## What is needed
Rescale the lines below, everything from the line containing "Please pin the meadow" down to the last line, by giving them all again with the requests included, multiplying each answer coordinate by 1.35 and rounding to whole numbers with halves rounded up, while keeping the requests and their sample points unchanged. Leave the pictures out of your answer.

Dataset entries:
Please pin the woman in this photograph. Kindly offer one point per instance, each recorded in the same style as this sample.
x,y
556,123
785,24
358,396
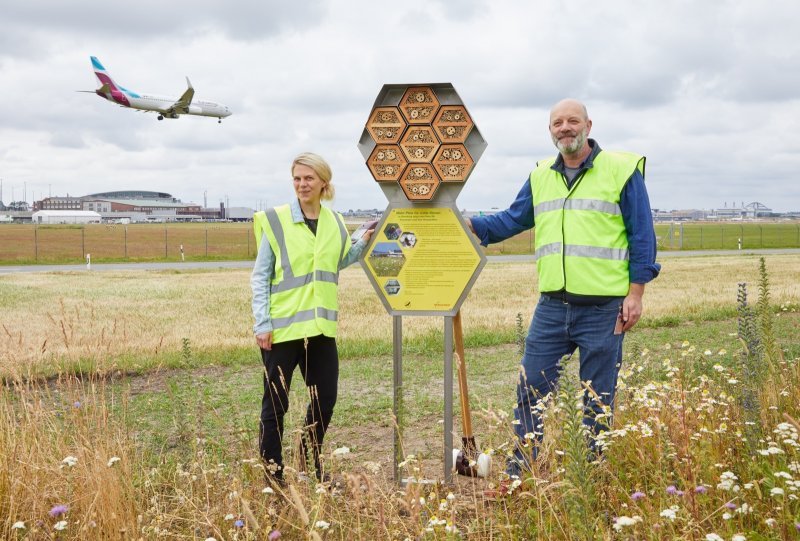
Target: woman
x,y
301,248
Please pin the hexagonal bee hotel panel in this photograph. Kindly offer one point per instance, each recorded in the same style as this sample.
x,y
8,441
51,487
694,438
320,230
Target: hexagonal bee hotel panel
x,y
419,105
419,182
386,125
413,139
452,124
386,163
419,144
453,163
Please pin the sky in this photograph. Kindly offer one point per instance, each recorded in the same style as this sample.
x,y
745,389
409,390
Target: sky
x,y
708,91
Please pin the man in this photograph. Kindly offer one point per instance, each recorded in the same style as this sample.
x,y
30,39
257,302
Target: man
x,y
595,251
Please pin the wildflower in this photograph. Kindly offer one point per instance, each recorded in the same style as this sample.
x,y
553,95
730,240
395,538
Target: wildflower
x,y
58,510
669,514
624,521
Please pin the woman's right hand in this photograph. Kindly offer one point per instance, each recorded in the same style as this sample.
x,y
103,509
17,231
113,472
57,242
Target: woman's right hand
x,y
264,341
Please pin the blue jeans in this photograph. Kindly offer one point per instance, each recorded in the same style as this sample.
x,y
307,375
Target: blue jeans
x,y
558,329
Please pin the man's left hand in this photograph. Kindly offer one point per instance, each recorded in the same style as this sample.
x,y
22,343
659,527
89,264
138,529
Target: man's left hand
x,y
632,307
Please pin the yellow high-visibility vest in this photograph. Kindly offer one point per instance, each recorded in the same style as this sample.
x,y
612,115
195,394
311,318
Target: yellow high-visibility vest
x,y
581,241
303,300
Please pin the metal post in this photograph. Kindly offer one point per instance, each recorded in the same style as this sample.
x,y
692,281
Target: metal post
x,y
397,369
448,399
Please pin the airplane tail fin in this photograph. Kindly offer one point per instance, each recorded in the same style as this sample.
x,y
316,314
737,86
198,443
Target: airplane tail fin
x,y
103,76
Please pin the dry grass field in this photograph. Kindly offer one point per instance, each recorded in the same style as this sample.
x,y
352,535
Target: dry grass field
x,y
107,320
705,442
209,241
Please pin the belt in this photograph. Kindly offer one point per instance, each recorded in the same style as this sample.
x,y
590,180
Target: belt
x,y
578,300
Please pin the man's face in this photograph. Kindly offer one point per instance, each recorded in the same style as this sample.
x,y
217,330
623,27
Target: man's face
x,y
569,128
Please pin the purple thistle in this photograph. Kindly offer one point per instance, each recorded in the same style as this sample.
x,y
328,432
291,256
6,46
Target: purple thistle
x,y
58,510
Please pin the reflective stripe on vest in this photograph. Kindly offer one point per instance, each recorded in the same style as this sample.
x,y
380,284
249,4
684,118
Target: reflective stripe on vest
x,y
304,303
581,241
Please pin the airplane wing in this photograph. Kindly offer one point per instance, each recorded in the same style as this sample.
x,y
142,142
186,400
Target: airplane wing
x,y
182,105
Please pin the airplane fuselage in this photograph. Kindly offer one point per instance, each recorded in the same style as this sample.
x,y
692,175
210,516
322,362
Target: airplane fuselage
x,y
162,104
165,106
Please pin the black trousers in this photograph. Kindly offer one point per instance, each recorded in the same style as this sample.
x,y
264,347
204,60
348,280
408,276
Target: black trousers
x,y
318,360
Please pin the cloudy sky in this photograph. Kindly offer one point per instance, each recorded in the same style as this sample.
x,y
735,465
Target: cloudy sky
x,y
708,91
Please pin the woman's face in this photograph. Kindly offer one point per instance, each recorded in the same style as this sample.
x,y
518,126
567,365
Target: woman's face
x,y
307,185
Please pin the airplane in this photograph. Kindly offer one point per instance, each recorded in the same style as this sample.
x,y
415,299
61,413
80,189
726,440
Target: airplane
x,y
166,107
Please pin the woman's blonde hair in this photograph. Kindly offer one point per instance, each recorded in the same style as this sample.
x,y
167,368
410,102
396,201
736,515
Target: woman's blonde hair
x,y
321,168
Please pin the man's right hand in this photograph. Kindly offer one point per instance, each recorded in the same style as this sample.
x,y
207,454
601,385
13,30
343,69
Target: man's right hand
x,y
264,341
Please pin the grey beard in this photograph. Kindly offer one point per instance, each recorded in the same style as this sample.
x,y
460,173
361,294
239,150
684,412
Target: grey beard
x,y
576,145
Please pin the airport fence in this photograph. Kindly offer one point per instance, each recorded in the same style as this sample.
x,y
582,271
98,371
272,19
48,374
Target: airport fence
x,y
691,236
28,243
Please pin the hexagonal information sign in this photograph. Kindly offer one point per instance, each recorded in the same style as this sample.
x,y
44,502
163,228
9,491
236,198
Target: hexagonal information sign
x,y
432,126
421,145
422,261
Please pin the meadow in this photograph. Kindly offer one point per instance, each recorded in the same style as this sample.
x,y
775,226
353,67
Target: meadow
x,y
23,244
130,405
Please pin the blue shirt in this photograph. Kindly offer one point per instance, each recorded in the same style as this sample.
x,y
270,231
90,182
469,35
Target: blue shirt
x,y
264,270
634,204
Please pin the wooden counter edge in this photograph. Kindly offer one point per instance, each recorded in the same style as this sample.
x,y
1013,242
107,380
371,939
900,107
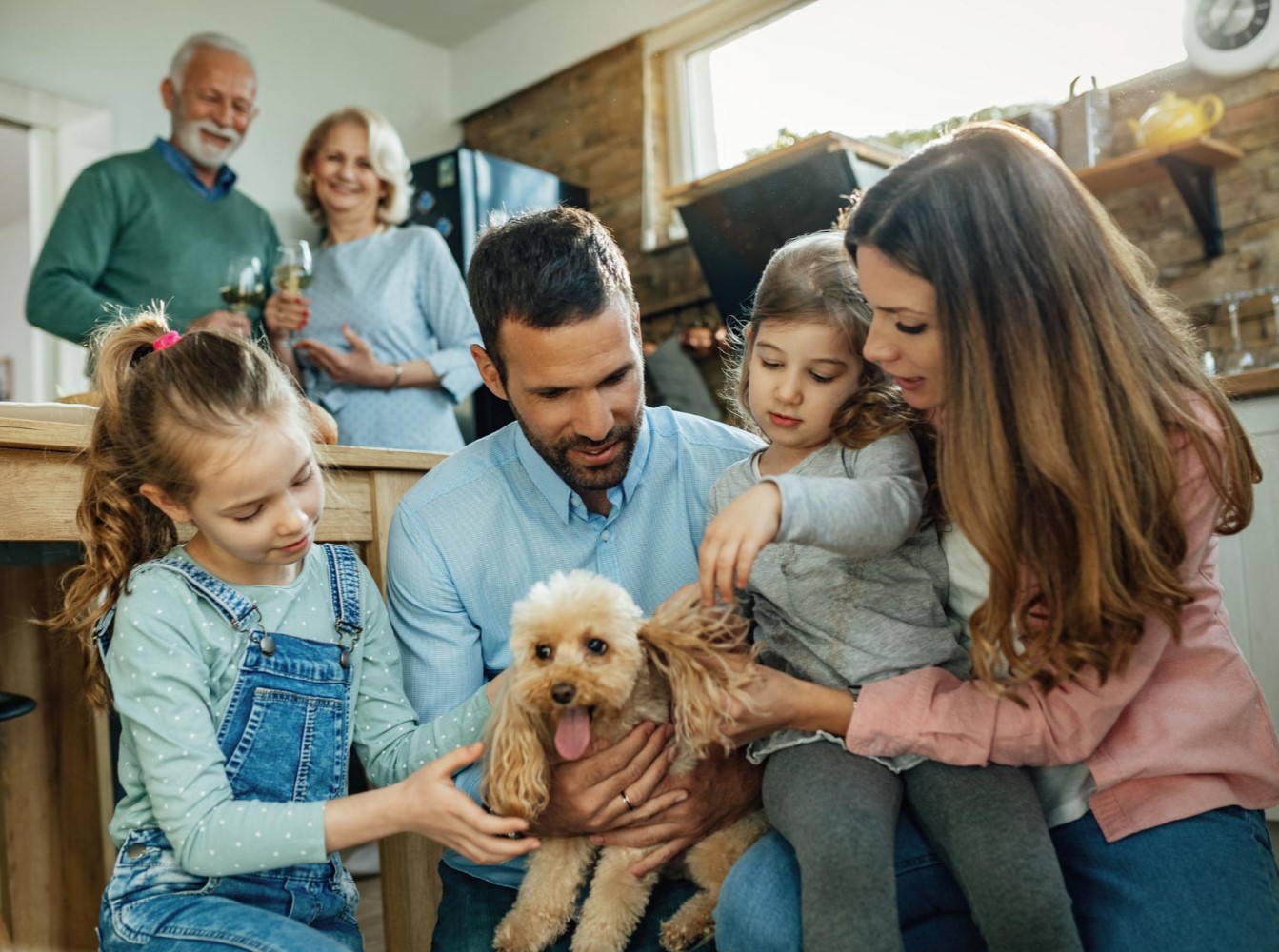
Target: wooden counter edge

## Exercise answer
Please pin the meadow in this photograph. Kindly offer one point per instance, each recorded in the same style as this sample.
x,y
775,226
353,67
Target: meadow
x,y
31,329
176,547
Please pin the blue shirt in this photograph. Kindly offer one point per instance, each recorded in the same style as this sample.
x,y
270,231
90,182
469,35
Target: blue shirt
x,y
356,365
856,275
Please pin the wooden counter edge in this photograph. Kindly offer one point per instance, each recorded in the same style as this sample.
x,y
1013,242
107,380
371,939
900,107
Target: wooden counter edge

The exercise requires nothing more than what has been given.